OBJETIVO DEL EJERCICIO: Reproduce literalmente el fragmento de la entrevista sobre democracia y desigualdad que va de "AR: ¿Chile es" a "ciertos grupos sociales.", ambos incluidos.

TEXTO FUENTE:
- - -
AR: ¿Chile es un caso así después
de la dictadura?
CE:
Sí es un país con mayores capacidades burocráticas, que ha logrado crecer mucho
más en promedio que el resto de América Latina y que ha logrado eliminar la
pobreza extrema. Aunque sigue siendo una sociedad muy desigual, todos
mejoraron, incluso los pobres.
Hay
una tensión en ciertos momentos de la historia entre crecimiento e igualdad: la
China de Mao era muy igualitaria, mientras que la actual es muy desigual, en la
que todos crecieron, pero más ciertos grupos sociales.
Esto
vuelve la discusión más complicada porque las sociedades más pobres pueden ser
igualitarias, y puede ser que haya un reyezuelo por allí que tiene muchas
cosas, pero los demás son pobres y son más parejos. Se puede igualar más
fácilmente hacia abajo que hacia arriba.
AR: Sobre la desigualdad en el
mundo usted da un dato impresionante: el uno por ciento de la riqueza del mundo
está concentrado en los países desarrollados, y que además concentra a su vez
el 15.7 por ciento del ingreso mundial, que puede llegar hasta el 28 por ciento
por los capitales ocultos. Dice que los ricos han ganado más de 1988 hasta
2008. Las grandes transiciones a la democracia vienen de los años ochenta. ¿Hay
alguna relación entre esa concentración de la riqueza y las transiciones
democráticas?
CE:
Yo pienso que son caminos independientes porque ese dato se refiere a los ricos
mundiales, y muchos de ellos lo son en regímenes que ya eran democráticos, varios
en Europa y Estados Unidos. El número mayor de los nuevos ricos están en un
régimen autoritario desde antes, y que lo sigue siendo, que es China. Entonces yo
dudo que la variable explicativa sea la democracia.
Buena
parte de la literatura que cito en este segmento parece mostrar que la
globalización probablemente ayuda a entender este proceso de creciente
desigualdad, pues porque hoy quien gana tiene una capacidad de expandir sus
ventajas por todo el mundo, lo que ha generado una concentración del ingreso
muy importante. Un ejemplo claro es Facebook: cuando no existía, quien lo creó y
lo desparramó por todo el mundo tuvo una capacidad de concentrar ingreso.
AR: Me interesó un señalamiento que
usted hace sobre los teóricos de la democracia: al contrario de los que
pronosticaban, sí hubo estabilidad, sobre todo en América Latina; pero, por
otro lado, eso no tuvo mayor efecto sobre la desigualdad. ¿Cómo se dio este
efecto doble?
CE:
¿Por qué las democracias, contra lo que se esperaba, resultaron estables, pero
no mejoraron la desigualdad? ¿Por qué esa aspiración liberal desde nuestra
primera Constitución, ya muy claramente a partir de Benito Juárez, no ha
generado los beneficios para la igualdad?
- - -
MATERIAL PROPORCIONADO:
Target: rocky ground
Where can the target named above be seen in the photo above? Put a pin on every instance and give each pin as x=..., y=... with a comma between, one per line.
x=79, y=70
- - -
RESPUESTA:
AR: ¿Chile es un caso así después
de la dictadura?
CE:
Sí es un país con mayores capacidades burocráticas, que ha logrado crecer mucho
más en promedio que el resto de América Latina y que ha logrado eliminar la
pobreza extrema. Aunque sigue siendo una sociedad muy desigual, todos
mejoraron, incluso los pobres.
Hay
una tensión en ciertos momentos de la historia entre crecimiento e igualdad: la
China de Mao era muy igualitaria, mientras que la actual es muy desigual, en la
que todos crecieron, pero más ciertos grupos sociales.